▸ やること:
下にある、歴代将軍を描いた作品の感想文を、最後の文に続けて書き進めてください。

▸ 引用文:

....................

とりあえず、この作品を読んでいれば15代将軍の名前を順番通りに覚える位はたやすいと思いますし、その時の老中だとか、その頃に何が起きただとか…教科書で覚えるのは大変ですが、ストーリーがあるからストンと落ちるのですよ。

赤面疱瘡のワクチンのあたりも、全国民男子に接種義務、の触れを出すのですが、公費負担なのに副作用を怖がって逃げる者もいた(実際、副作用と言うか、このワクチンは「軽く赤面疱瘡にかからせる」というもので、これが強毒化して約3%の割合で死ぬ確率がある。ただし、赤面疱瘡に感染した場合の致死率は80%)、というのが、今のコロナワクチンにも通じるような。

副反応を怖がってタダなのに受けない人、いますもんね。

ただ、赤面疱瘡の場合はワクチンを受けて、死ななかったら一生赤面疱瘡にかかる事は無いけれど、コロナワクチンの場合は何度も接種して、それでも感染する時はするという…、ただ、ワクチンをずっと受けていれば症状が軽くて済む、という統計はあるようですよ。あっちこっちから、正しいのかデマなのか解らない情報が飛び交う現代ですから、怖い情報が流れてくればドキッとしますよね…。

で、ワクチンが成功したので、11代、12代将軍は男子がなるんですが、それぞれ子供が55人、27人、と大量に生まれてしまって財政ひっ迫に陥ったため、13代は再び女将軍に。13代家定の御台所が、おなじみ「篤姫」こと胤篤なんですね。

ただ、この頃には男子が女子と同じ位に人口増えるので、一般には男が働き、女は家の仕事、という風に変わって行きます。

....................

データ一覧
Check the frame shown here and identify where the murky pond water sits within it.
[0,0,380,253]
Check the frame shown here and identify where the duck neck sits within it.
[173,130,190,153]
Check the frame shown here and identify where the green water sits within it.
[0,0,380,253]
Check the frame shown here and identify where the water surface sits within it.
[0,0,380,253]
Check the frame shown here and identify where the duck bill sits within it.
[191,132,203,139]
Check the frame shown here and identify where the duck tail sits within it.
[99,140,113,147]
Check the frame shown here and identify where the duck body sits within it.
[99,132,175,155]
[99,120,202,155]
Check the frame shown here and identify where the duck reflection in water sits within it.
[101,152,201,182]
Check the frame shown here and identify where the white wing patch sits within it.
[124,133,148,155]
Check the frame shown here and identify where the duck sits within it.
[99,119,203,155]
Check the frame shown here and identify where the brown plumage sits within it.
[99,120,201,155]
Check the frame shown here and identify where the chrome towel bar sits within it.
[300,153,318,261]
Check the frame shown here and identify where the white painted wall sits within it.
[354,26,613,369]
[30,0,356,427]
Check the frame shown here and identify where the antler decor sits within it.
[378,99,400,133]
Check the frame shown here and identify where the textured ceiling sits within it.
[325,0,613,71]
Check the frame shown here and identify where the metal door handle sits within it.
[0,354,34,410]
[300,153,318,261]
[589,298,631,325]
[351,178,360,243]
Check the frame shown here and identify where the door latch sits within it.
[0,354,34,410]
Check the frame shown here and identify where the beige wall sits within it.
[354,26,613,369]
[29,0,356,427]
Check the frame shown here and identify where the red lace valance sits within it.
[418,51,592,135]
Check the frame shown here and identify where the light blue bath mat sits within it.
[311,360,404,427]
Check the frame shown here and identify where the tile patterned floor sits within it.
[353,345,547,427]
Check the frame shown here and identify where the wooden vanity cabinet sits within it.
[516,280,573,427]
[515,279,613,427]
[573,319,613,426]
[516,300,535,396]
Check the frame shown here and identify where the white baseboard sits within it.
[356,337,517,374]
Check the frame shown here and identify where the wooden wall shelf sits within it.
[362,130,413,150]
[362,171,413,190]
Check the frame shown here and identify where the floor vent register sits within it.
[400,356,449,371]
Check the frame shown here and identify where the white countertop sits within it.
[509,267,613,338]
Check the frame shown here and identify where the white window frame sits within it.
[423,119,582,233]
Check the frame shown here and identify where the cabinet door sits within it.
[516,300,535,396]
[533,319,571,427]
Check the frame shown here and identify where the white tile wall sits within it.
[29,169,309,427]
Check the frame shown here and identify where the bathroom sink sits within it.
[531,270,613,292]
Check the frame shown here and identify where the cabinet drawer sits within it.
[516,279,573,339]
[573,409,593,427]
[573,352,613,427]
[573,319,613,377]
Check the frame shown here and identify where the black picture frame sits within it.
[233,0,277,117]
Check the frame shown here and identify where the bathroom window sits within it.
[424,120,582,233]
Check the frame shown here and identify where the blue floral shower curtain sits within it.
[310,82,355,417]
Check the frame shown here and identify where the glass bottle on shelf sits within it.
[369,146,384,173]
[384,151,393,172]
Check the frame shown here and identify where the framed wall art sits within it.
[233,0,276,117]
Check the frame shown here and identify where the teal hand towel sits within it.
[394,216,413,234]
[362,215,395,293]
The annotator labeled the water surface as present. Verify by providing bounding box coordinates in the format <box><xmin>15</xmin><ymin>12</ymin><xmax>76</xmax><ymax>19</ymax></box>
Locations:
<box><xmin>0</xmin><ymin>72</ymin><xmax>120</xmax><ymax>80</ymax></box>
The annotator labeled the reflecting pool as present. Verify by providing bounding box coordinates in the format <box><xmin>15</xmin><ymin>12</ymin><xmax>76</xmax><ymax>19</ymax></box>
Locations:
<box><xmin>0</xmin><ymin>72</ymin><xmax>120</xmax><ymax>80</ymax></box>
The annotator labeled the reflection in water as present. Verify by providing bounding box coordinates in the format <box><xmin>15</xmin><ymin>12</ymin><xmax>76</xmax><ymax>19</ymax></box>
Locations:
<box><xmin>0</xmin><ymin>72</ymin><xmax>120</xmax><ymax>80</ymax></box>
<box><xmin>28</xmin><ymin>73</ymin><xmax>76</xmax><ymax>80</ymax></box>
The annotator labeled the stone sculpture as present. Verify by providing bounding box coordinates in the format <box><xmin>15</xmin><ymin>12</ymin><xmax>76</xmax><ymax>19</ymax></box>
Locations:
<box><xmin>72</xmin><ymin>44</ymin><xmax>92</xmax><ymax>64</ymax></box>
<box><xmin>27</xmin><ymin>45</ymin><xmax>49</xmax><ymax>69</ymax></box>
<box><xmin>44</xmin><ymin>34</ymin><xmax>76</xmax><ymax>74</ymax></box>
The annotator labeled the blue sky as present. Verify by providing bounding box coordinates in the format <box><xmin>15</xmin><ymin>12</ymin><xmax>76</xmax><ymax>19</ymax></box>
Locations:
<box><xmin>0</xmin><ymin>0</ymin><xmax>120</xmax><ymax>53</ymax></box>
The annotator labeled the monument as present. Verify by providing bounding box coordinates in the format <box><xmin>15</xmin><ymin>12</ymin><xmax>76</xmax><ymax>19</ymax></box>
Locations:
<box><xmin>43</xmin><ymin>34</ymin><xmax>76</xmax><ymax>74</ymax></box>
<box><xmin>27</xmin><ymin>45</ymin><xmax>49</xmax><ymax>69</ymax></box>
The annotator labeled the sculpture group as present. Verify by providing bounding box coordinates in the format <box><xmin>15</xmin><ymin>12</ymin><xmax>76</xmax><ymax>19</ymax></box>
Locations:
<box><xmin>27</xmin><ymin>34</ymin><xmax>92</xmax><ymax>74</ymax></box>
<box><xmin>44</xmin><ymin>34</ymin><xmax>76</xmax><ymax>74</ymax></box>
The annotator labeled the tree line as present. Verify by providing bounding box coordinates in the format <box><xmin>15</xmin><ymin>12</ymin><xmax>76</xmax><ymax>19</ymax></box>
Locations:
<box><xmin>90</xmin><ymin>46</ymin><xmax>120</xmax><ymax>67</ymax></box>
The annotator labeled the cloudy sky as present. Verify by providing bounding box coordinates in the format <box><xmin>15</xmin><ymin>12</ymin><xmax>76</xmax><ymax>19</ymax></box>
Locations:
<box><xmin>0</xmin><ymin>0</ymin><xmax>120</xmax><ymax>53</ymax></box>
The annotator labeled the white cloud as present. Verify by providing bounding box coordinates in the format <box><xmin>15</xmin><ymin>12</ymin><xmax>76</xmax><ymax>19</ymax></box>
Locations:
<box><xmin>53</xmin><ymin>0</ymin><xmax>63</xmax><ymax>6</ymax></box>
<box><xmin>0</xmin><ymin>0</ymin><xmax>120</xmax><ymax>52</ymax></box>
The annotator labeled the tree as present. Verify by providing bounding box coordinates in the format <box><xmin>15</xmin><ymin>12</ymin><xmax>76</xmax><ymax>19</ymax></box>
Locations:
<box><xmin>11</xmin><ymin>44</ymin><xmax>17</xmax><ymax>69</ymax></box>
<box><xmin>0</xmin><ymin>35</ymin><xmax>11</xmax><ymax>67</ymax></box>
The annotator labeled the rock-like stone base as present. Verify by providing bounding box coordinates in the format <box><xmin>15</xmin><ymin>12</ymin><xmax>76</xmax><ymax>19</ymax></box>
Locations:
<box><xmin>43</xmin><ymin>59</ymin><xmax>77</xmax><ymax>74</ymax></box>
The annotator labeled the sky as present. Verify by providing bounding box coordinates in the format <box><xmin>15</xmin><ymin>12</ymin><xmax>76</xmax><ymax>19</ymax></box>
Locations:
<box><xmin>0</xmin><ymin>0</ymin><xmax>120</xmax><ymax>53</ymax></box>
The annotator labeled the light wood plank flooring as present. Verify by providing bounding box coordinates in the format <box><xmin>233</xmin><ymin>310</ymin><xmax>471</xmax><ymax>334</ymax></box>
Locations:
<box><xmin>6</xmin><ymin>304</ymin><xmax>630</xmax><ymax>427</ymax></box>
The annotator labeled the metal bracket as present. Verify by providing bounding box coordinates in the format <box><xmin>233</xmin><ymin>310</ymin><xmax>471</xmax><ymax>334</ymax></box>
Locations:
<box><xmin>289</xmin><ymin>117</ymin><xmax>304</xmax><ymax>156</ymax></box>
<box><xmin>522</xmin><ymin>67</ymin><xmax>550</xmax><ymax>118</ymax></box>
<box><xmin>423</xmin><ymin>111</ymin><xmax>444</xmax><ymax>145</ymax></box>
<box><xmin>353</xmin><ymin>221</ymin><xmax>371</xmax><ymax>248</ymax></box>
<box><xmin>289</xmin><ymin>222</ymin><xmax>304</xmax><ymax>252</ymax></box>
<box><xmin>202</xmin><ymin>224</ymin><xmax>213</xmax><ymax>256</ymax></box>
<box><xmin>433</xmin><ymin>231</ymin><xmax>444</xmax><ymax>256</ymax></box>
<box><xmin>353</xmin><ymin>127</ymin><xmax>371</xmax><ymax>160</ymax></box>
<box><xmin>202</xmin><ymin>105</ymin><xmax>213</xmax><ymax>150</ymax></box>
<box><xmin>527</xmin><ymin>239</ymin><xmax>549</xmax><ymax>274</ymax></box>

....................

▸ 最終結果:
表向きの仕事もどんどん男が担う様になり、幕末の頃の立役者のほとんどは男になって行きます。竜馬が後ろ姿だけの登場、新選組もセリフだけの登場でしたが。

だから、登場人物が殆ど男になっていくので、絵面が地味と言えば地味(笑)な回も増えますね。そして文字の多い事…。

本当、幕末のあたり、一体だれがどういう立場でどういう思想を持っていて目的は何なのかとか…解りにくくて混乱するんですけど、マンガだと、あぁ~、ってなるんですよね。でも「マンガで読む日本史」とかじゃなく、ちゃんとストーリーが面白くなかったら中々頭には入らないものです。

もうね、多分最後の勝海舟西郷隆盛の談合のあたり…読者の皆様、西郷どんの事、ボッコボコにしたくなりますから!!!!!間違いない!!!!!

描かれ方によって、こうもやな奴~、ってなるんですね…。

でも西郷の言い様にブチ切れた和宮様の活躍によって、西郷も旧幕府側の要求をおおむね飲むことになります。

…正直この作品だと、慶喜の命なんてどうでも良い(酷)けど、やはり徳川将軍を処刑って事になると、旧幕府軍が黙って無くて、内戦が起きるだろうと言う事で、慶喜は助命されて、高い位をもらって趣味三昧で暮らすんですよね。あくまで「この作品では」何だか腹立たしいのですが、慶喜の存在感自体が非常に薄い。ラスト全然出てこないし。

ここまで酷い描かれ方(酷いと言っても史実にはかなり忠実っぽいので…、同じ事実でも見方によってはこう変わる、みたいな)だと、何年か前にやってた慶喜主人公の大河、見たくなります。録画は残ってるんじゃないかな…、う~ん、探すだけでも大変;;

ただし、女が代々この国を治めて来たことは極秘、表向きは文献にも、将軍は「男名」で記されているし、諸外国に対しては、ずっと男の将軍だった、と言う事で諸外国への体面を保つことになります。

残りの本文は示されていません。